▶ [Problem requirements]: Copy out the stretch of the stock-tickers notebook below from "Pull data (extract)" through "for each region.", keeping every character as it appears.

▶ [Reading text]:
□ □ □ □ □ □ □

# Pre-requisites:
Ensure that you have the following pre-requisites to run this notebook:

* Install two open source libraries in your terminal

Run 'pip install yahoo_fin'

Run 'pip install requests_html'

* Connection information to your (local) PostgreSQL database. You will need it for your config.py file that resides in the same folder as this notebook. Example:

API key for yahoofinanceapi web site

API_KEY = "######"

username = "######"

password = "######"

host = "localhost"

port = 5432

database = "######"


# 1. TRENDING STOCK SYMBOLS/TICKERS

API domain: https://yfapi.net
 API path: /v1/finance/trending/{region}

Pull data (extract) from yahoofinancials API (URL path is /v1/finance/trending/{region}).
It returns stock symbols (up to 20) for regions around the world: US AU CA FR DE HK IT ES GB IN.
Pulling for each region.

In [1]:
# Import required modules and variables
import pandas as pd
import requests
import pprint
from config import API_KEY
from config import username, password, host, port, database

In [2]:
# Start with an empty dataframe that will contain the results
# trending_df = pd.DataFrame({'symbol': 'RM', 'region': 'RM', 'startInterval': 12, 'jobTimestamp': 13 }, index=['z'])
finance_trends_df = pd.DataFrame({'symbol': [], 'region': [], 'startInterval': [], 'jobTimestamp': [] })
finance_trends_df


Unnamed: 0,symbol,region,startInterval,jobTimestamp


In [3]:
# Define connection variables
regions = ["US", "AU", "CA", "FR", "DE", "HK", "IT", "ES", "GB", "IN"]
# regions = ["US", "CA"]

url = "https://yfapi.net/v1/finance/trending/"

# Credentials to include
headers = {
    'x-api-key': API_KEY
    }

In [4]:
# trending_dict = {}
## Make API request for the number of regions of interest. Recursively save them
##  into the dataframe by using 'append'
for region in regions:
    url_string = url + region
    response = requests.request("GET", url_string, headers=headers).json()

□ □ □ □ □ □ □

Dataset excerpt

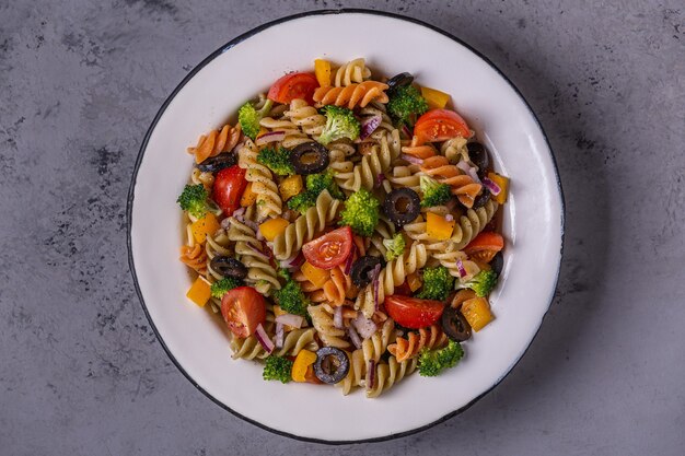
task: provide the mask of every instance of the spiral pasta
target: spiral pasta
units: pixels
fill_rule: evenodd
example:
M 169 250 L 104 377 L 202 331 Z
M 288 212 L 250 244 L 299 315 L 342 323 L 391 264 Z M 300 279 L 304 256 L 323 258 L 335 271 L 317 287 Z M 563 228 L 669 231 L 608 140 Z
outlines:
M 387 103 L 385 91 L 387 84 L 378 81 L 364 81 L 345 87 L 318 87 L 314 91 L 317 106 L 336 105 L 353 109 L 357 105 L 364 107 L 372 101 Z
M 416 356 L 422 349 L 439 349 L 448 343 L 448 337 L 438 325 L 410 331 L 406 338 L 397 337 L 394 343 L 387 346 L 387 351 L 403 362 Z
M 316 198 L 316 204 L 309 208 L 294 222 L 290 223 L 282 233 L 274 239 L 274 255 L 277 259 L 290 258 L 293 253 L 300 252 L 302 244 L 310 242 L 337 217 L 340 201 L 334 199 L 327 190 Z

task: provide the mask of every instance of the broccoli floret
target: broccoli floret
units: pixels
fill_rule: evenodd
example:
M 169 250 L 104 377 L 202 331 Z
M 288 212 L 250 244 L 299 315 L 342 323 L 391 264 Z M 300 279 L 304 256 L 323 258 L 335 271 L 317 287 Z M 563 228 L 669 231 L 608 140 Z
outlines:
M 448 184 L 441 184 L 432 177 L 421 176 L 420 178 L 423 208 L 432 208 L 433 206 L 444 204 L 452 198 L 452 191 Z
M 360 236 L 369 237 L 379 223 L 379 207 L 381 203 L 365 188 L 360 188 L 345 201 L 345 209 L 340 212 L 340 225 L 347 225 Z
M 453 284 L 454 278 L 444 266 L 423 268 L 423 287 L 416 297 L 444 301 L 450 295 Z
M 471 280 L 464 282 L 460 280 L 458 282 L 456 282 L 457 289 L 472 289 L 479 297 L 484 297 L 490 294 L 496 285 L 497 272 L 492 270 L 484 270 L 475 274 Z
M 448 347 L 440 350 L 423 349 L 419 355 L 419 375 L 434 377 L 445 369 L 454 367 L 462 356 L 464 350 L 454 340 L 450 340 Z
M 237 121 L 241 124 L 241 129 L 253 141 L 259 135 L 259 121 L 269 114 L 271 106 L 274 106 L 274 102 L 267 100 L 262 109 L 257 110 L 251 102 L 246 102 L 237 110 Z
M 190 215 L 200 218 L 211 210 L 208 198 L 209 191 L 202 184 L 186 185 L 176 202 Z
M 276 379 L 281 383 L 288 383 L 292 378 L 290 375 L 291 372 L 292 361 L 283 356 L 271 354 L 266 359 L 262 376 L 265 381 Z
M 223 295 L 234 288 L 241 287 L 243 282 L 232 277 L 225 277 L 211 284 L 211 295 L 213 297 L 222 299 Z
M 356 140 L 359 138 L 361 125 L 351 109 L 328 105 L 322 112 L 326 115 L 326 126 L 318 137 L 318 142 L 326 145 L 330 141 L 341 138 Z
M 388 261 L 399 258 L 405 253 L 405 238 L 402 233 L 396 233 L 392 239 L 383 239 L 383 245 L 387 248 L 385 259 Z
M 288 207 L 293 211 L 303 213 L 309 208 L 316 204 L 316 198 L 318 198 L 318 195 L 321 195 L 324 190 L 328 190 L 330 196 L 336 199 L 345 198 L 345 194 L 342 194 L 336 184 L 332 171 L 320 174 L 310 174 L 306 176 L 305 188 L 306 190 L 288 200 Z
M 428 110 L 428 102 L 414 85 L 403 85 L 390 93 L 387 112 L 397 125 L 414 125 L 421 114 Z
M 345 194 L 336 184 L 334 174 L 330 169 L 318 173 L 310 174 L 306 176 L 306 189 L 318 196 L 322 191 L 328 190 L 332 197 L 336 199 L 345 199 Z
M 286 148 L 271 149 L 266 148 L 259 151 L 257 162 L 266 165 L 279 176 L 294 174 L 295 171 L 290 162 L 290 151 Z
M 310 300 L 302 291 L 302 288 L 300 288 L 300 283 L 293 280 L 288 271 L 281 270 L 280 274 L 286 279 L 286 284 L 280 290 L 274 292 L 274 297 L 278 305 L 289 314 L 306 317 L 306 307 L 310 305 Z

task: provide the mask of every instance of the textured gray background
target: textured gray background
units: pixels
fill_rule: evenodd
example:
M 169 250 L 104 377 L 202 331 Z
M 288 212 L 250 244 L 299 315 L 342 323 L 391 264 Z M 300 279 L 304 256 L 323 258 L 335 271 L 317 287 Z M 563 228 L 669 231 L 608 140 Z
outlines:
M 378 5 L 462 37 L 521 89 L 559 164 L 566 255 L 494 393 L 415 436 L 327 447 L 234 418 L 173 366 L 133 292 L 125 207 L 146 129 L 196 63 L 342 3 L 0 0 L 0 453 L 685 454 L 685 5 L 593 3 Z

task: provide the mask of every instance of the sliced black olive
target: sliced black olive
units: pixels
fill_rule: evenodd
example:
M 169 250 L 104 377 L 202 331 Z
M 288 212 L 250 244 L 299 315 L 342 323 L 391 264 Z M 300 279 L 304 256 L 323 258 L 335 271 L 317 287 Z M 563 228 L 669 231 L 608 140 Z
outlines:
M 314 375 L 323 383 L 338 383 L 345 378 L 349 370 L 350 360 L 342 350 L 335 347 L 324 347 L 316 351 Z
M 381 258 L 365 255 L 352 264 L 352 283 L 359 288 L 371 283 L 373 279 L 373 269 L 381 264 Z
M 490 190 L 488 190 L 486 187 L 483 187 L 483 191 L 480 192 L 480 195 L 478 195 L 476 197 L 476 199 L 474 199 L 474 209 L 478 209 L 478 208 L 483 208 L 485 206 L 486 202 L 488 202 L 490 200 Z
M 421 201 L 413 189 L 397 188 L 385 197 L 383 211 L 396 226 L 404 226 L 419 215 Z
M 211 156 L 205 160 L 202 163 L 195 165 L 202 173 L 216 173 L 224 167 L 231 167 L 237 164 L 237 154 L 233 152 L 220 153 L 217 156 Z
M 328 167 L 328 149 L 318 142 L 304 142 L 290 152 L 290 162 L 298 174 L 315 174 Z
M 471 162 L 474 165 L 478 166 L 478 174 L 485 174 L 488 166 L 490 165 L 488 151 L 479 142 L 469 142 L 466 144 L 466 149 L 468 150 L 468 159 L 471 160 Z
M 471 339 L 471 325 L 457 308 L 448 305 L 442 312 L 441 318 L 442 331 L 450 339 L 457 342 Z
M 387 80 L 386 84 L 388 86 L 388 91 L 394 91 L 395 89 L 409 85 L 413 82 L 414 77 L 411 75 L 411 73 L 404 72 L 392 77 L 390 80 Z
M 235 258 L 217 255 L 209 264 L 211 268 L 223 277 L 244 279 L 247 277 L 247 268 Z
M 504 256 L 501 252 L 495 254 L 495 258 L 490 261 L 490 268 L 497 273 L 497 276 L 502 273 L 502 268 L 504 267 Z

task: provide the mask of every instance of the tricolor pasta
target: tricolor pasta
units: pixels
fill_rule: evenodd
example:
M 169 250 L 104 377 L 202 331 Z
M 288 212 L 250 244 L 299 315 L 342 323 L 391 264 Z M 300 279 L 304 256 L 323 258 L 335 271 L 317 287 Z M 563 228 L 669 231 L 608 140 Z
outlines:
M 448 101 L 317 59 L 187 149 L 187 296 L 233 359 L 368 397 L 458 362 L 494 318 L 509 180 Z

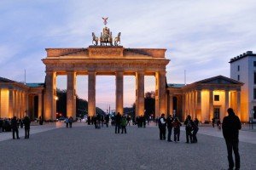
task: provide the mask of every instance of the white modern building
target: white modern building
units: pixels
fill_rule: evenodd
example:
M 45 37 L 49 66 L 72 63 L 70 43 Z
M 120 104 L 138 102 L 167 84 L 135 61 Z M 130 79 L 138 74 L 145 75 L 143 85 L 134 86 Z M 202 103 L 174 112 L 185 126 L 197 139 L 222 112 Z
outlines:
M 230 60 L 230 78 L 244 83 L 241 88 L 241 121 L 256 121 L 256 54 L 247 51 Z M 247 114 L 245 114 L 247 113 Z

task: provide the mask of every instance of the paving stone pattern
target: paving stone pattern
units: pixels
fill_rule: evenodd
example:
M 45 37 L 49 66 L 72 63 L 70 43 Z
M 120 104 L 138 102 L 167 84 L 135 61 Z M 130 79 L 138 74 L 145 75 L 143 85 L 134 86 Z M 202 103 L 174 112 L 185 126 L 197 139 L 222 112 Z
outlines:
M 127 134 L 114 128 L 92 126 L 56 128 L 31 139 L 0 142 L 1 170 L 122 170 L 227 169 L 224 139 L 199 134 L 197 144 L 159 140 L 156 127 L 127 127 Z M 240 143 L 241 168 L 256 167 L 256 144 Z

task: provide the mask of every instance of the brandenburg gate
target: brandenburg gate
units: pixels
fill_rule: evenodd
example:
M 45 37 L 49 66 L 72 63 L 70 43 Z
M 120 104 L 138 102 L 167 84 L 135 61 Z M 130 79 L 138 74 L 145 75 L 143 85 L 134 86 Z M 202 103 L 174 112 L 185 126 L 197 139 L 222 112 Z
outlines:
M 88 75 L 88 116 L 96 114 L 96 76 L 114 75 L 116 112 L 123 114 L 124 76 L 136 76 L 136 115 L 144 115 L 144 76 L 155 76 L 155 116 L 166 112 L 166 66 L 163 48 L 125 48 L 119 46 L 119 36 L 112 42 L 112 32 L 105 26 L 94 45 L 86 48 L 46 48 L 44 119 L 55 120 L 56 114 L 56 76 L 67 76 L 67 116 L 76 116 L 76 76 Z M 101 45 L 98 45 L 100 41 Z M 109 44 L 109 45 L 108 45 Z

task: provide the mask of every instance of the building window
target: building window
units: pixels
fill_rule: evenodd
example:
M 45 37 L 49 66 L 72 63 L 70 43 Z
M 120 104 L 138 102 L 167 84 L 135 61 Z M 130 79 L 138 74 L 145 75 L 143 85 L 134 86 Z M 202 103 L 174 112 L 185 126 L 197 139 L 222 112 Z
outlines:
M 219 101 L 219 95 L 214 95 L 214 101 Z

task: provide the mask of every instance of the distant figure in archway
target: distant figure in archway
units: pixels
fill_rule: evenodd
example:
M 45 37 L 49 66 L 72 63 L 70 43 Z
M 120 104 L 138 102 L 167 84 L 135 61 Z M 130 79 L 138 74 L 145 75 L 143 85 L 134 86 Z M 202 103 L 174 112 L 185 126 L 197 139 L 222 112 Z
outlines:
M 234 161 L 232 156 L 232 151 L 234 150 L 236 169 L 240 169 L 240 155 L 238 151 L 239 143 L 239 130 L 241 129 L 241 122 L 238 116 L 235 115 L 232 108 L 228 109 L 229 116 L 223 119 L 222 129 L 223 136 L 225 139 L 226 145 L 228 149 L 228 160 L 229 169 L 233 169 Z

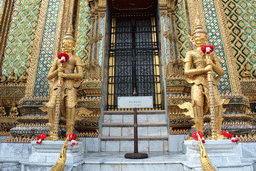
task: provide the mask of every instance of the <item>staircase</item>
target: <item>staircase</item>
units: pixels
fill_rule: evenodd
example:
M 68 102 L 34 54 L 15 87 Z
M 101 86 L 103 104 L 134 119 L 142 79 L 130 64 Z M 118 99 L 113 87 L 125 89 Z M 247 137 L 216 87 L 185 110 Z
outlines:
M 133 111 L 105 111 L 101 151 L 133 152 Z M 139 152 L 167 151 L 168 125 L 165 110 L 138 111 Z

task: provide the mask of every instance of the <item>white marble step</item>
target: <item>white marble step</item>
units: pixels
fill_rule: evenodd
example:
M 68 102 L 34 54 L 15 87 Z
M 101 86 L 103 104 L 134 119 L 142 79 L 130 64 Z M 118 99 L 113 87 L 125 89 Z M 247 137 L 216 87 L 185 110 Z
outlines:
M 124 126 L 124 127 L 102 127 L 103 137 L 114 136 L 114 137 L 126 137 L 134 136 L 134 127 L 133 126 Z M 167 125 L 163 126 L 144 126 L 138 127 L 138 136 L 168 136 Z
M 156 111 L 138 111 L 138 123 L 166 123 L 167 115 L 165 110 Z M 132 111 L 105 111 L 103 117 L 103 124 L 121 124 L 133 123 L 134 113 Z
M 168 151 L 168 122 L 165 110 L 138 111 L 139 150 Z M 133 111 L 105 111 L 101 151 L 133 151 Z
M 133 123 L 103 123 L 103 127 L 133 127 Z M 167 123 L 139 123 L 138 127 L 147 127 L 147 126 L 167 126 Z
M 120 136 L 102 136 L 101 140 L 105 141 L 127 141 L 127 140 L 133 140 L 134 136 L 126 136 L 126 137 L 120 137 Z M 138 136 L 138 140 L 168 140 L 167 136 Z
M 107 138 L 107 137 L 105 137 Z M 150 139 L 147 139 L 150 138 Z M 161 139 L 162 138 L 162 139 Z M 138 151 L 139 152 L 153 152 L 153 151 L 168 151 L 168 140 L 165 137 L 155 139 L 155 137 L 139 137 L 138 140 Z M 106 139 L 105 139 L 106 140 Z M 133 152 L 134 151 L 134 140 L 132 137 L 126 139 L 114 139 L 110 137 L 107 141 L 101 141 L 102 152 Z

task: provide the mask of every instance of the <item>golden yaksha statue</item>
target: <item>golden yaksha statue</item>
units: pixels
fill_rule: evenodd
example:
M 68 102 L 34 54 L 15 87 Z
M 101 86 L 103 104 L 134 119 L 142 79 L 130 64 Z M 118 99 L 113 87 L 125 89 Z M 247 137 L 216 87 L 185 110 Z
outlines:
M 217 57 L 215 52 L 212 52 L 207 56 L 201 50 L 202 46 L 207 45 L 208 36 L 200 24 L 198 13 L 195 22 L 196 28 L 190 39 L 194 44 L 194 49 L 188 51 L 184 59 L 184 75 L 188 83 L 191 84 L 192 103 L 186 102 L 179 105 L 179 107 L 189 110 L 186 114 L 189 114 L 194 118 L 196 130 L 203 132 L 203 116 L 209 111 L 211 98 L 209 96 L 209 77 L 207 76 L 209 72 L 213 73 L 214 71 L 217 76 L 212 78 L 213 85 L 210 87 L 214 97 L 214 105 L 212 106 L 215 108 L 216 123 L 214 124 L 216 124 L 217 137 L 220 137 L 221 123 L 223 121 L 222 105 L 224 100 L 221 99 L 216 84 L 219 81 L 219 78 L 224 74 L 224 71 L 222 70 L 220 59 Z
M 83 78 L 83 62 L 73 54 L 75 39 L 69 29 L 62 41 L 62 51 L 68 58 L 55 57 L 47 78 L 51 81 L 50 100 L 45 104 L 49 118 L 50 137 L 48 140 L 58 140 L 60 115 L 66 118 L 67 134 L 73 133 L 76 106 L 77 88 Z M 64 61 L 63 61 L 64 60 Z M 76 72 L 74 72 L 76 71 Z

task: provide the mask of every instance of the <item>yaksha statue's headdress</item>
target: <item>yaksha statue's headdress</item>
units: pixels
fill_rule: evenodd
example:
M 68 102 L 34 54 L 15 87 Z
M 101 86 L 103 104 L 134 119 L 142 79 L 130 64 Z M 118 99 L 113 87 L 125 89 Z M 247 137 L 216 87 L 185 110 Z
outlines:
M 68 28 L 68 31 L 66 32 L 66 35 L 64 36 L 63 40 L 72 40 L 75 42 L 75 39 L 72 34 L 72 30 L 73 30 L 72 27 Z
M 207 34 L 206 31 L 204 31 L 203 26 L 201 24 L 198 11 L 196 12 L 195 24 L 196 24 L 196 28 L 195 28 L 195 31 L 192 33 L 191 36 L 194 36 L 197 33 Z

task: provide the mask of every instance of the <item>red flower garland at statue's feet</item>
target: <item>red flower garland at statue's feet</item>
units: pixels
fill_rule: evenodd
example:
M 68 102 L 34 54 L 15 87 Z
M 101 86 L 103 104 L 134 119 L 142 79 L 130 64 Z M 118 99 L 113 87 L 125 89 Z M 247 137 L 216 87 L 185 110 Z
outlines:
M 210 54 L 214 50 L 213 45 L 204 45 L 201 47 L 203 53 Z
M 40 134 L 37 138 L 36 138 L 36 143 L 37 144 L 41 144 L 43 142 L 43 140 L 45 139 L 46 137 L 46 133 L 42 133 Z
M 192 137 L 194 138 L 194 140 L 198 141 L 198 137 L 196 134 L 199 134 L 200 138 L 202 139 L 202 142 L 205 143 L 205 140 L 204 140 L 204 135 L 201 131 L 195 131 L 192 133 Z
M 76 134 L 74 133 L 69 133 L 66 138 L 68 138 L 69 141 L 71 141 L 71 146 L 78 145 L 76 141 Z
M 69 59 L 69 55 L 66 53 L 58 53 L 58 59 L 60 59 L 60 63 L 65 63 Z
M 222 131 L 221 135 L 223 135 L 224 137 L 227 137 L 229 139 L 231 139 L 232 142 L 238 142 L 238 139 L 236 139 L 233 134 L 231 132 L 228 131 Z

□ □ □ □ □ □ □

▶ [Task answer]:
Pull data (extract) from yahoofinancials API (URL path is /v1/finance/trending/{region}).
It returns stock symbols (up to 20) for regions around the world: US AU CA FR DE HK IT ES GB IN.
Pulling for each region.